— Start Text section —

Stefan-
I spent some time early this year working configurating Gazebo to run faster with the PR2 model. Basically, my approach was to downsample sensors as much as possible, downsample physics, and then patch Gazebo as needed where the profile showed huge hits. Like you, my application is teleoperation. With a powerful machine, Gazebo can run at real time or faster (I run at 1.4x real-time using an Intel i7 2600K with a GT 560 Ti GPU). I would guesstimate it to run about 5x faster with the PR2 model.
If you use the "kt2_simulator" branch of Gazebo, (https://code.ros.org/svn/wg-ros-pkg/branches/trunk_electric/kt2_simulator), you'll find the changes to the URDF of the PR2, controller gains, and the world file. A rosinstall file will allow you pull down the branch of Gazebo we're using. These changes should go out in Electric.
The biggest gains I found found were from lowering the physics update rate from 1KHz to 250Hz. Even if you have to increase the number of quick step iterations per physics loop, decreasing the update rate is still a win because you don't have to do collision checks as often. Obviously, this can cause problems in physics quality, and objects/robots can "explode". You'll have to tune controller gains for a lower update rate. The modified gains for the PR2 are in the "kt2_pr2_defs" package in the above stack.
One major improvement to PR2 physics to a "fixed joint reduction" which John put in place. The PR2 URDF calls out over 40 fixed joints (usually to connect a sensor to a body). In Diamondback, Gazebo models these joints as revolute joints. In the branch, the URDF is reduced to only bodies that are connected by revolute or prismatic joints. This increases physics-only simulation by about 50%. If you run the "urdf2model" or "spawn_model" utilities, fixed joints in your URDF will be reduced.

— End Text section —

» What is needed
Write the next part of the message about making Gazebo run faster with the PR2 model, picking up right after its final sentence.

— Start Provided records —

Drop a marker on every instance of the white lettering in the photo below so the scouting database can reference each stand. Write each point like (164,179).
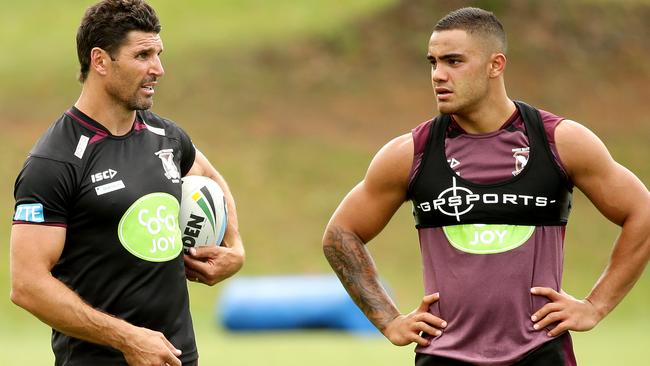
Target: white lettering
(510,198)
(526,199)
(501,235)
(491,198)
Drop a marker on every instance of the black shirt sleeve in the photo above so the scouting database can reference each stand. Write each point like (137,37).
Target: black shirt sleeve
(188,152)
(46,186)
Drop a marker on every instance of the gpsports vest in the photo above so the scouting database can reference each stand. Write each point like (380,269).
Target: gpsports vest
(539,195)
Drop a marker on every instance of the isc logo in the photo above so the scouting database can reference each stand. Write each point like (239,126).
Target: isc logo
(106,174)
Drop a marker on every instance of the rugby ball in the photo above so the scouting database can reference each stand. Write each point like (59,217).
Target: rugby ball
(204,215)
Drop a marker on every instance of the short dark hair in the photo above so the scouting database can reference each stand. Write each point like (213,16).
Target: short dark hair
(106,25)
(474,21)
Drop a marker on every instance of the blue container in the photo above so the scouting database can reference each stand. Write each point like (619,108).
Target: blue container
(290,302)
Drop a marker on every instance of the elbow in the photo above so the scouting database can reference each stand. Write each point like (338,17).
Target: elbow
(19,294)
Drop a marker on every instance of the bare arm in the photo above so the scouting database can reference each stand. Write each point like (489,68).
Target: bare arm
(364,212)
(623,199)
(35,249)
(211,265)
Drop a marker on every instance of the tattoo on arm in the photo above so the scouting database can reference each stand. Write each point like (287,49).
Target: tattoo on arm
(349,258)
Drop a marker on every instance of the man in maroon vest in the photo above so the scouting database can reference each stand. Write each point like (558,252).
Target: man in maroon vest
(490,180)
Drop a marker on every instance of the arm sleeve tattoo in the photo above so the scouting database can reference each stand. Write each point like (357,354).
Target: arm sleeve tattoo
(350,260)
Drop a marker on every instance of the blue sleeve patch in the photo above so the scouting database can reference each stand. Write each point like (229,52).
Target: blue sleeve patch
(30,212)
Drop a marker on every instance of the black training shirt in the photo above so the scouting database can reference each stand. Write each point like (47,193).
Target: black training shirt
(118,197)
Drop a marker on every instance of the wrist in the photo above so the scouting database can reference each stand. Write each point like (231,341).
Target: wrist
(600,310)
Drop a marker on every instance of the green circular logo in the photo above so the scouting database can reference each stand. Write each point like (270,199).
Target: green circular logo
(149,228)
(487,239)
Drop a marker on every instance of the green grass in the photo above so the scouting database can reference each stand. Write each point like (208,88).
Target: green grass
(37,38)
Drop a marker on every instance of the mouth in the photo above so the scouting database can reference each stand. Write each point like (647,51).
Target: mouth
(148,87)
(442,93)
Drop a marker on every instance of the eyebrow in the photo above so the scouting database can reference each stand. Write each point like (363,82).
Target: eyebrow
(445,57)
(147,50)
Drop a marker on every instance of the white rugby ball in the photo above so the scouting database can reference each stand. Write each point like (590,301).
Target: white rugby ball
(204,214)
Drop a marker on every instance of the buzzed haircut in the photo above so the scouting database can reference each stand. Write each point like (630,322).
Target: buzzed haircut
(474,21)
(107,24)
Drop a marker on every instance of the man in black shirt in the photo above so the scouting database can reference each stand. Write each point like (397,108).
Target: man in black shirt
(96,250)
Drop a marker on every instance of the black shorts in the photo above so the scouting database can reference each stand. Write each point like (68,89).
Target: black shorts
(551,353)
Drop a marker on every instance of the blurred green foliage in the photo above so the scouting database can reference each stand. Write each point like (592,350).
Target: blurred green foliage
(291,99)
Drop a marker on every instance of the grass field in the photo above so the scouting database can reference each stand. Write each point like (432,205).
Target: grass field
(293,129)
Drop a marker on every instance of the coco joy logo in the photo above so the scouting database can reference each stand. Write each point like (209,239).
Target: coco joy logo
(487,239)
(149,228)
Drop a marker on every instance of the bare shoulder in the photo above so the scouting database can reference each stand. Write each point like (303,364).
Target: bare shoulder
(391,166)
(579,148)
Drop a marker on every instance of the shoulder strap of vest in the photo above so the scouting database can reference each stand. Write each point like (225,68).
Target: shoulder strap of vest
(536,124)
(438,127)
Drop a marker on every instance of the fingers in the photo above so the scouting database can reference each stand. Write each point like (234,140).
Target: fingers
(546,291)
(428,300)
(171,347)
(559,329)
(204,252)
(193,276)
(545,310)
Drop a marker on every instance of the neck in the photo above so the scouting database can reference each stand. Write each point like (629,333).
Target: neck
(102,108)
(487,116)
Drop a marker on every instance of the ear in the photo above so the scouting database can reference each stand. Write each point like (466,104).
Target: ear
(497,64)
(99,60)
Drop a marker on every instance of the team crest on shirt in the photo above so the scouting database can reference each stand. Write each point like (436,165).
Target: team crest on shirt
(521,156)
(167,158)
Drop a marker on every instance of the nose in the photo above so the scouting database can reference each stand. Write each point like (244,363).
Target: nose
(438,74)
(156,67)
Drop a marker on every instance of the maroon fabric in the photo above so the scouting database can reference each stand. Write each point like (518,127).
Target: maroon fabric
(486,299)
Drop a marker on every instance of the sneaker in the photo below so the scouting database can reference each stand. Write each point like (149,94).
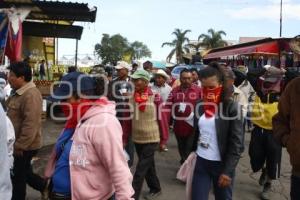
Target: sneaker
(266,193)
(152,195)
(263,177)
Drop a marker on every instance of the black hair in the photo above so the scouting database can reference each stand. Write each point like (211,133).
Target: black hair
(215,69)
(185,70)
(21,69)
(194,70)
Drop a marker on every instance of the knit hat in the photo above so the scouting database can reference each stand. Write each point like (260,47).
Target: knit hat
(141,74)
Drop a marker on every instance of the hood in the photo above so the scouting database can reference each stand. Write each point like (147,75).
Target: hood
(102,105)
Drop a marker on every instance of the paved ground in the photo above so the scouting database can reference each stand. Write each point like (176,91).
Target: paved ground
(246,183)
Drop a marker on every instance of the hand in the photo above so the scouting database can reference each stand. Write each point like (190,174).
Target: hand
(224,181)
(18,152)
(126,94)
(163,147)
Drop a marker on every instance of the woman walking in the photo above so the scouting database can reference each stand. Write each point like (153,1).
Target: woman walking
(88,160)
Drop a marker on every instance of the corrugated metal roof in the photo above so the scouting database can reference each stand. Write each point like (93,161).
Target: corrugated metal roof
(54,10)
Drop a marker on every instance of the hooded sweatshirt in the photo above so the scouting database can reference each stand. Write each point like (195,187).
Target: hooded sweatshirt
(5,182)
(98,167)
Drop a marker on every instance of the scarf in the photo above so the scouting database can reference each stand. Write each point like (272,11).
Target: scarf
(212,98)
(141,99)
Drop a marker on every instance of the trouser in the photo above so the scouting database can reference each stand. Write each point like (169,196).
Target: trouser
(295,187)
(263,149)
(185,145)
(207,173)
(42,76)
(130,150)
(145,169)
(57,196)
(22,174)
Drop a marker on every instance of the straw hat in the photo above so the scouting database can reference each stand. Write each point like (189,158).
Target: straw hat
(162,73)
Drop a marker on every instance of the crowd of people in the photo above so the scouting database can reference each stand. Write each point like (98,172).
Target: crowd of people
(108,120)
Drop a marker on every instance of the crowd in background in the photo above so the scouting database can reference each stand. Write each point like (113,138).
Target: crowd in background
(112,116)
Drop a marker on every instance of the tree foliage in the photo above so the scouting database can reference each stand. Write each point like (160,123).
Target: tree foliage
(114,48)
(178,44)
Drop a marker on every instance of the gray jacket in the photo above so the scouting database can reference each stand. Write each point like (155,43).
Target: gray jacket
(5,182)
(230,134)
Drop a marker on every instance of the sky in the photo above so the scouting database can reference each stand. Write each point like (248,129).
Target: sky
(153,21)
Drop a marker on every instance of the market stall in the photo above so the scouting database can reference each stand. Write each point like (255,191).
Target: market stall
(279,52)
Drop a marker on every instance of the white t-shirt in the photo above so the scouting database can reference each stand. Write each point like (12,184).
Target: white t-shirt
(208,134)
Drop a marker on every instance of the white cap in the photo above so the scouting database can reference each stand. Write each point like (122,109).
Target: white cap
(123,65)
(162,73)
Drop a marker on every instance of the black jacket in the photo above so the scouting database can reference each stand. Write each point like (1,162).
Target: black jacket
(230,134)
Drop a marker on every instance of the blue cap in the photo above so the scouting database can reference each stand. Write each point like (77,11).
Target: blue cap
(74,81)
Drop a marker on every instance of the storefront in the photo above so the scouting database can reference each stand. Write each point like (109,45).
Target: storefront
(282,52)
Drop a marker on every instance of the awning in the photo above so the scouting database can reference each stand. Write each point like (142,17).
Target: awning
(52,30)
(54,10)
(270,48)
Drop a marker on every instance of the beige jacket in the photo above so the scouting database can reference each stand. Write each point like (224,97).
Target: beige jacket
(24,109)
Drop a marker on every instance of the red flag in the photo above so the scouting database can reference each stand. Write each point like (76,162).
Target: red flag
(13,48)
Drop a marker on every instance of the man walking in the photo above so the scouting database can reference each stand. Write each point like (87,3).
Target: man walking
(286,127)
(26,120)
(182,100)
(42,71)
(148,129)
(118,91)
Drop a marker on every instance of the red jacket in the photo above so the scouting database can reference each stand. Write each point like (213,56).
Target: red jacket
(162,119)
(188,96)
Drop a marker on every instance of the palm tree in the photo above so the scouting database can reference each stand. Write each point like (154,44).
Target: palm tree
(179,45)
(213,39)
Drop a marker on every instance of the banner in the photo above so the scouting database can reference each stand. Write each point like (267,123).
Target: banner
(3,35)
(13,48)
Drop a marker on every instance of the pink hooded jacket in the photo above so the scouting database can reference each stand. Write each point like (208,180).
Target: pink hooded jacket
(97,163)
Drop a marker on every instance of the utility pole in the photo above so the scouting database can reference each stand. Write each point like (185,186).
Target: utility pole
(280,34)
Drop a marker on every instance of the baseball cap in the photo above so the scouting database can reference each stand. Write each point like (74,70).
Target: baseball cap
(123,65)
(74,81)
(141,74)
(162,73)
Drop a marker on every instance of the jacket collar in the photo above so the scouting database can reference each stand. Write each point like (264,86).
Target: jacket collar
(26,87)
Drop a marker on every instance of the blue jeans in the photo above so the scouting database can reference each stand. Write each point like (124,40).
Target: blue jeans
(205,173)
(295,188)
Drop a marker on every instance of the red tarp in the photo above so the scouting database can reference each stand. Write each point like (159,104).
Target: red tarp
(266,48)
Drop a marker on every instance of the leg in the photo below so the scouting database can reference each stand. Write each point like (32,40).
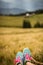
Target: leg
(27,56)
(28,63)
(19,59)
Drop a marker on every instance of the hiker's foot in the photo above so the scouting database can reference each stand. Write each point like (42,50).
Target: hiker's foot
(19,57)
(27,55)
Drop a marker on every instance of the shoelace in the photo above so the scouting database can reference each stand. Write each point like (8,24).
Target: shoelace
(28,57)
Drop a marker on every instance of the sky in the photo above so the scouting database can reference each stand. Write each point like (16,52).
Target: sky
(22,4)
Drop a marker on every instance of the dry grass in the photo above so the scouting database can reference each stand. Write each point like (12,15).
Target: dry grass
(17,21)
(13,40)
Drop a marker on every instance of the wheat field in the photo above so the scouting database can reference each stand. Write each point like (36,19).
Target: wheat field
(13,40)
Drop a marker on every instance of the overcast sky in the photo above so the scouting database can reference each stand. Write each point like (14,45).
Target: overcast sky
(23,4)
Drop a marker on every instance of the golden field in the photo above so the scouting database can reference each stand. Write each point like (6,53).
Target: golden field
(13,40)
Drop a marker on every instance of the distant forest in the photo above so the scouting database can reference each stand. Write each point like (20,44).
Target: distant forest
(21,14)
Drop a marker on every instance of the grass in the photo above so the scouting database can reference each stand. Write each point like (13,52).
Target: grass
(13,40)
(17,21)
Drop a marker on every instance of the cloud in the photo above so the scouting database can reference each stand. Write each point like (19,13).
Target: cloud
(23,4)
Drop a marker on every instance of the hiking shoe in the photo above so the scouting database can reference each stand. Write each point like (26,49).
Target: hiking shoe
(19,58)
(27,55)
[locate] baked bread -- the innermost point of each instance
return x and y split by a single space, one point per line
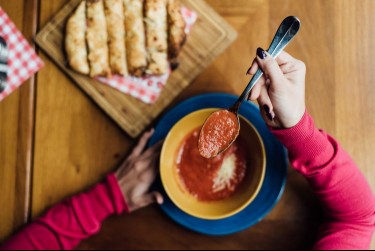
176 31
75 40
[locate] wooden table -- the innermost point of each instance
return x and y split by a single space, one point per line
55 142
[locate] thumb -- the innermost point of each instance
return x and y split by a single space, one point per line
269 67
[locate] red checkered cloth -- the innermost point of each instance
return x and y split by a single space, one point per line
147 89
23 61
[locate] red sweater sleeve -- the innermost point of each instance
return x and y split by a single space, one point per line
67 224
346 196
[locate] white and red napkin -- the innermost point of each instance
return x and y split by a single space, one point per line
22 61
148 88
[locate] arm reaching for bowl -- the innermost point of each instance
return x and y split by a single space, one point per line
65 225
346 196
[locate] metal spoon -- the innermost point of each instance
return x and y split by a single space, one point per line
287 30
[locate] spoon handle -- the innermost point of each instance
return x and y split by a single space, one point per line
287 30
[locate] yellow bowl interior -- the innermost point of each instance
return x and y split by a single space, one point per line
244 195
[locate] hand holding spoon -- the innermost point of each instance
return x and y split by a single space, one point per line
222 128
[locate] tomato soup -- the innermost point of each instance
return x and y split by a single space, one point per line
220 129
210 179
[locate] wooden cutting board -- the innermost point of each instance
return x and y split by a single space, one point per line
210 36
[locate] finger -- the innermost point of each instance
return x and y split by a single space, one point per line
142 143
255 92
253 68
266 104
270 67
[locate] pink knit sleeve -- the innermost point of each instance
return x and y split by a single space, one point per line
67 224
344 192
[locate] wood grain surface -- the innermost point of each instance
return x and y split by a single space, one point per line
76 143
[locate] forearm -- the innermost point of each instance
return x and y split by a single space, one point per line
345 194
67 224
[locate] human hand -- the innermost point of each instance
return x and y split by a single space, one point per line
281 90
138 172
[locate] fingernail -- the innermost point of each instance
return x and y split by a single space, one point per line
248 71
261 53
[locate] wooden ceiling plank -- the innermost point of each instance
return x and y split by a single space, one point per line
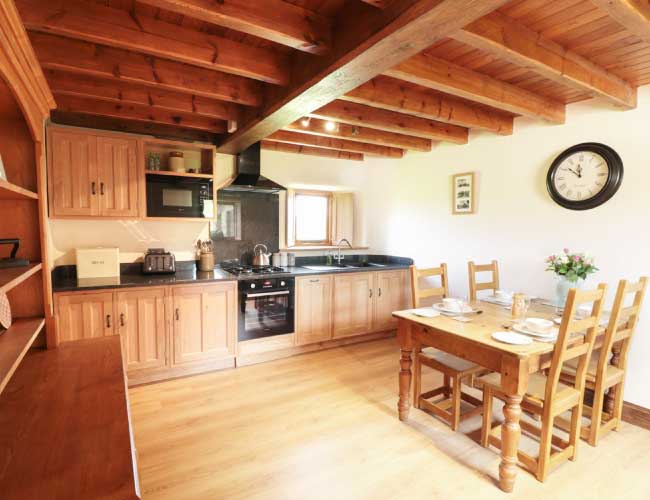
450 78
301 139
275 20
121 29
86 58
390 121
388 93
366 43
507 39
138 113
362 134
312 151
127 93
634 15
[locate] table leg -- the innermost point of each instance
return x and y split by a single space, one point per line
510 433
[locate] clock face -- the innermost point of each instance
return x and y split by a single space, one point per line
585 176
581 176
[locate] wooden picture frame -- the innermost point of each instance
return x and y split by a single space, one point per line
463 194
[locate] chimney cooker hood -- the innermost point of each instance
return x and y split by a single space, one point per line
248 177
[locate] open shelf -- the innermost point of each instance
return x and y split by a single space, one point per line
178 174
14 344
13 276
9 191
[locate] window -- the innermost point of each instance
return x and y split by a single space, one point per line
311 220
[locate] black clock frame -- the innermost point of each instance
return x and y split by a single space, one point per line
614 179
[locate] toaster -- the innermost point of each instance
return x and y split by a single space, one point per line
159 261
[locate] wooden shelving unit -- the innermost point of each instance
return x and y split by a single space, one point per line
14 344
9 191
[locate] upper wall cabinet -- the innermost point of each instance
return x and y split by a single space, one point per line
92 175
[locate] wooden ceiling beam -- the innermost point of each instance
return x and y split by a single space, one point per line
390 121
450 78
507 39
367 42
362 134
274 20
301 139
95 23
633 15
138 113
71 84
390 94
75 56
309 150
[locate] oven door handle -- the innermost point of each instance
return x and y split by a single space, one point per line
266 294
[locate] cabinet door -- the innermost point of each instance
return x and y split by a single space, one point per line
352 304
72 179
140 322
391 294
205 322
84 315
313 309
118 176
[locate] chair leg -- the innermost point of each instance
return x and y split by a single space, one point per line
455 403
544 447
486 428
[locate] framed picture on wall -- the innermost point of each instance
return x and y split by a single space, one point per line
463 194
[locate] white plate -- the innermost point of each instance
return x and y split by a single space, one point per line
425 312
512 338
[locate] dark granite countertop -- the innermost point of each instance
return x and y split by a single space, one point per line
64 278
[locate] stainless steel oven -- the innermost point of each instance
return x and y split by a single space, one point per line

— End Provided records —

» Output for this task
A large performance hit to the simulator is laser scan generation. The laser data is generated with ODE collision checking, and you can see a very noticeable difference in speed when you are subscribing to the laser data. For the PR2, I cut the update rate for the lasers in half, and reduced the number of rays from 640 to 180 for each laser. These are changes to the URDF, but ideally they will be dynamically reconfigurable at some point.
Camera rendering is also expensive. In the branch, I implemented a reconfigurable update rate for each camera to allow you to throttle down the render rate (this feature exists in Diamondback, but does not actually change the render rate of the camera, so does not affect the simulation speed). Slow down the camera update rates as much as you can. If you don't subscribe to a camera topic, the data won't be generated, so make sure you have lazy subscription in your pipeline.
In the new branch, Gazebo cameras can generate depth data, like a Kinect. In the case of the PR2 model, the two left stereo cameras generate depth data, and publish point clouds directly. This allows a point cloud to be generated by only using a single camera, to save an expensive render. It also reduces CPU overhead on your machine, since you no longer need stereo_image_proc.
If you're not working with the PR2, I'd still recommend using the version of Gazebo that's in the "kt2_simulator" rosinstall file, since that is where a lot of optimization improvements are going. I can't make a strong guarantee about stability, but I'm hoping that all the improvements in speed and quality make it into Electric.
Good luck.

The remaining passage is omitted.